» Work order:
From the commentary on the New York Times below, pull out the passage between "Sound the alarm!" and "Mrs. Bradshaw said.", inclusive, copying it word for word.

» Passage for review:

The New York Times Is Hooked on Transphobia
Here we go again.
Life is full of uncertainties, but a few things are thuddingly predictable. The sun will rise and set. Humans will breathe in and out. And the New York Times will devote acres of sympathetic space to transphobes.
The Times’ transphobia problem is no secret at this point. Over and over again, the paper has published articles cloaked in seemingly well-meaning “concern” about the “complexities” of gender identity, especially in children. Over and over again, people have pointed out the substantial flaws in the Times’ reporting. And over and over again, the Times has seemingly refused to listen.
Sunday brought yet another installment in this wretched series—a lengthy story by Katie J.M. Baker which the Times placed above the fold on its Monday front page. This time, the paper is asking us to feel bad for parents—all of whom, we are repeatedly assured, identify as decent liberals—who are so traumatized by their children’s exploration of gender identity at school that they have aligned themselves with the far-right anti-trans movement. What a moving tale!
The trouble with the article starts right at the beginning.
Baker opens on Jessica Bradshaw, a Southern California mom who discovers that her child is now identifying as a boy at school—and that the school had been allowing him to do this for months without her knowledge.
Sound the alarm! From the Times (emphasis mine):
“There was never any word from anyone to let us know that on paper, and in the classroom, our daughter was our son,” Mrs. Bradshaw said.
The Bradshaws have been startled to find themselves at odds with the school over their right to know about, and weigh in on, such a major development in their child’s life — a dispute that illustrates how school districts, which have long been a battleground in cultural conflicts over gender and sexuality, are now facing wrenching new tensions over how to accommodate transgender children.

» Provided data:

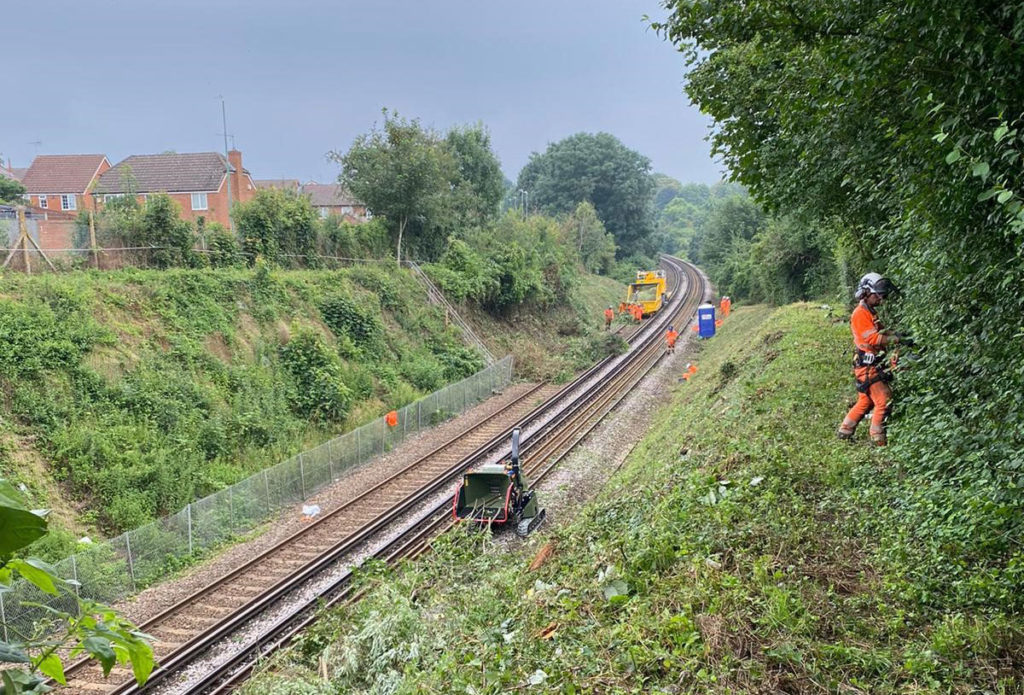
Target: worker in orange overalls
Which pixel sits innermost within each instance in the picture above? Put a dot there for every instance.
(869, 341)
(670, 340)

* * *

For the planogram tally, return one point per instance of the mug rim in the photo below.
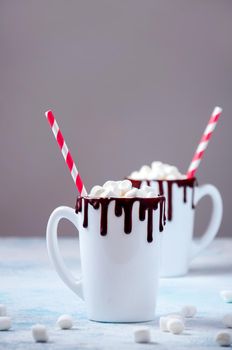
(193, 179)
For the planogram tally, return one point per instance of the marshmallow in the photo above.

» Response box:
Sound the alarm! From the Times (emphasis mine):
“There was never any word from anyone to let us know that on paper, and in the classroom, our daughter was our son,” Mrs. Bradshaw said.